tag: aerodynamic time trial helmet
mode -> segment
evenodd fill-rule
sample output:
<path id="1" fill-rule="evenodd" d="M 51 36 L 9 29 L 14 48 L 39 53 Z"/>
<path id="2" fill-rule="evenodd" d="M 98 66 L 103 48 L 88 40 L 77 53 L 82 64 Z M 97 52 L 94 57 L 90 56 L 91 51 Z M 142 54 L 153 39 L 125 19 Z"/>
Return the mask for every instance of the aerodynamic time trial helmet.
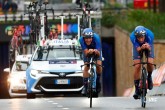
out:
<path id="1" fill-rule="evenodd" d="M 135 28 L 135 36 L 138 37 L 145 37 L 146 36 L 146 29 L 144 26 L 137 26 Z"/>
<path id="2" fill-rule="evenodd" d="M 82 34 L 84 38 L 93 37 L 93 30 L 91 28 L 85 28 Z"/>

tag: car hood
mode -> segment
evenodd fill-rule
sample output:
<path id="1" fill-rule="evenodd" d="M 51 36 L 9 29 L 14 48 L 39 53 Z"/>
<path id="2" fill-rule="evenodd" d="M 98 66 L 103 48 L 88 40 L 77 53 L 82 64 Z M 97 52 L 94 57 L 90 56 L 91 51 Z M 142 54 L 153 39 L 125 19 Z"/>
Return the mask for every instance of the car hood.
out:
<path id="1" fill-rule="evenodd" d="M 49 72 L 74 72 L 81 71 L 82 60 L 51 60 L 33 61 L 31 69 Z"/>
<path id="2" fill-rule="evenodd" d="M 26 77 L 26 71 L 14 71 L 10 74 L 10 76 L 25 78 Z"/>

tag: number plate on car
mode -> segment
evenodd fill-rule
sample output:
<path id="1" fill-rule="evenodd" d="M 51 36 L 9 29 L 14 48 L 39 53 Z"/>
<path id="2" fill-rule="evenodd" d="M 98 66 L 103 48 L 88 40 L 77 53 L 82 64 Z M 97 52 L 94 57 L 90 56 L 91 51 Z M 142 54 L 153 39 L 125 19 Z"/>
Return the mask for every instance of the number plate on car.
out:
<path id="1" fill-rule="evenodd" d="M 70 84 L 69 79 L 57 79 L 55 80 L 55 84 Z"/>

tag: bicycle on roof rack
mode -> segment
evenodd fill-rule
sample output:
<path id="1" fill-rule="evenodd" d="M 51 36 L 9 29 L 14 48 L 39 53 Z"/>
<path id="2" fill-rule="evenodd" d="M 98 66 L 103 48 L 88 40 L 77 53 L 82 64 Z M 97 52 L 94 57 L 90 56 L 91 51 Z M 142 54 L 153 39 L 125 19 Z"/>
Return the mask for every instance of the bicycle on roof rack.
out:
<path id="1" fill-rule="evenodd" d="M 147 95 L 147 89 L 148 89 L 148 82 L 147 82 L 147 76 L 148 72 L 146 69 L 147 64 L 154 65 L 156 68 L 156 64 L 153 63 L 148 63 L 148 53 L 149 50 L 142 50 L 141 51 L 141 61 L 140 63 L 133 64 L 133 66 L 141 64 L 141 78 L 140 78 L 140 83 L 139 83 L 139 90 L 140 90 L 140 99 L 141 99 L 141 107 L 145 108 L 146 107 L 146 95 Z"/>
<path id="2" fill-rule="evenodd" d="M 97 74 L 96 74 L 96 66 L 101 66 L 97 64 L 97 56 L 95 55 L 95 53 L 88 55 L 89 58 L 89 63 L 88 64 L 84 64 L 81 65 L 81 68 L 83 66 L 89 66 L 89 78 L 88 78 L 88 88 L 87 88 L 87 96 L 88 98 L 90 98 L 90 108 L 92 108 L 92 98 L 94 97 L 98 97 L 98 93 L 97 93 L 97 88 L 96 88 L 96 79 L 97 79 Z"/>
<path id="3" fill-rule="evenodd" d="M 84 2 L 84 0 L 80 0 L 80 2 L 77 4 L 79 5 L 79 8 L 77 9 L 83 12 L 82 20 L 80 24 L 80 30 L 85 29 L 85 28 L 91 28 L 92 26 L 91 26 L 90 14 L 91 14 L 91 11 L 96 11 L 97 8 L 91 7 L 89 2 Z"/>

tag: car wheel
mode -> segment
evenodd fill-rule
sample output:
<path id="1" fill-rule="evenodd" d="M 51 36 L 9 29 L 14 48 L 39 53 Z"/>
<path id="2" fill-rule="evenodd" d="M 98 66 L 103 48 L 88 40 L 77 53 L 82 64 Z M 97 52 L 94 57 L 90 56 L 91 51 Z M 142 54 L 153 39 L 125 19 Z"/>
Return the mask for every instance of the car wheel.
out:
<path id="1" fill-rule="evenodd" d="M 34 99 L 34 98 L 35 98 L 35 94 L 27 93 L 27 99 Z"/>

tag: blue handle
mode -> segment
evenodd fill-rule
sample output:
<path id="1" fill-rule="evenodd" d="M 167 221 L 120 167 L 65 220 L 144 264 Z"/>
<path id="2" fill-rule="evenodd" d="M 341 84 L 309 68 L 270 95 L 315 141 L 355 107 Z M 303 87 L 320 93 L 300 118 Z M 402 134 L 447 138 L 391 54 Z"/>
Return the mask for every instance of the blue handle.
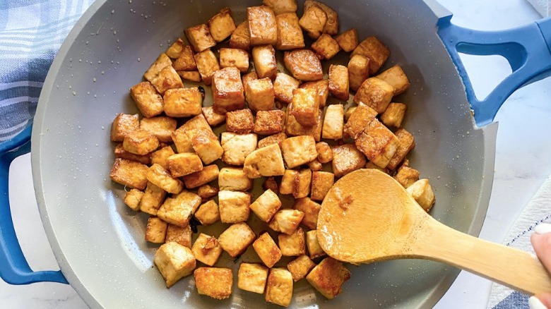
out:
<path id="1" fill-rule="evenodd" d="M 0 143 L 0 277 L 11 284 L 52 281 L 68 284 L 60 270 L 33 272 L 23 256 L 11 219 L 8 177 L 13 159 L 30 151 L 29 124 L 11 140 Z"/>
<path id="2" fill-rule="evenodd" d="M 463 79 L 477 126 L 493 121 L 504 102 L 515 90 L 551 75 L 551 19 L 503 31 L 477 31 L 456 26 L 451 16 L 438 20 L 438 35 Z M 484 99 L 475 95 L 458 53 L 500 55 L 513 73 Z"/>

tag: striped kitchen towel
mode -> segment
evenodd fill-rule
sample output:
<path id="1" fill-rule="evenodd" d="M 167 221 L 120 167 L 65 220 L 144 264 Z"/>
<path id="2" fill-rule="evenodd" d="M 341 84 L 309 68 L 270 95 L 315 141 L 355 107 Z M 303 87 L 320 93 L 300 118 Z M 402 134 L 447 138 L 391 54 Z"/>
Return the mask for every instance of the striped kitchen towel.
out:
<path id="1" fill-rule="evenodd" d="M 0 141 L 32 120 L 57 50 L 92 2 L 0 1 Z"/>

○ ○ ○ ○ ○

→ **TASK DETAILS**:
Rewrite the lines from the start through the line containing "26 77 L 26 71", swapping "car hood" for "engine hood" and changing nothing else. Leave the pictures out.

→ **SOLVED PROBLEM**:
tag: aerodynamic time trial helmet
mode -> segment
evenodd fill-rule
sample output:
<path id="1" fill-rule="evenodd" d="M 51 36 L 9 29 L 14 48 L 39 53 Z"/>
<path id="2" fill-rule="evenodd" d="M 98 66 L 103 48 L 88 40 L 77 53 L 82 64 Z M 97 52 L 94 57 L 90 56 L 91 51 Z M 142 54 L 153 39 L 125 19 Z"/>
Return the mask for every instance of the aerodynamic time trial helmet.
out:
<path id="1" fill-rule="evenodd" d="M 135 28 L 135 36 L 138 37 L 145 37 L 146 36 L 146 29 L 144 26 L 137 26 Z"/>
<path id="2" fill-rule="evenodd" d="M 82 34 L 84 38 L 93 37 L 93 30 L 91 28 L 85 28 Z"/>

tag: engine hood
mode -> segment
evenodd fill-rule
sample output:
<path id="1" fill-rule="evenodd" d="M 51 36 L 9 29 L 14 48 L 39 53 Z"/>
<path id="2" fill-rule="evenodd" d="M 98 66 L 103 48 L 88 40 L 77 53 L 82 64 Z M 97 52 L 94 57 L 90 56 L 91 51 Z M 142 54 L 153 39 L 125 19 Z"/>
Return the mask for every instance of the engine hood.
out:
<path id="1" fill-rule="evenodd" d="M 49 72 L 74 72 L 81 71 L 82 60 L 51 60 L 33 61 L 31 69 Z"/>
<path id="2" fill-rule="evenodd" d="M 26 77 L 26 71 L 14 71 L 10 74 L 10 76 L 25 78 Z"/>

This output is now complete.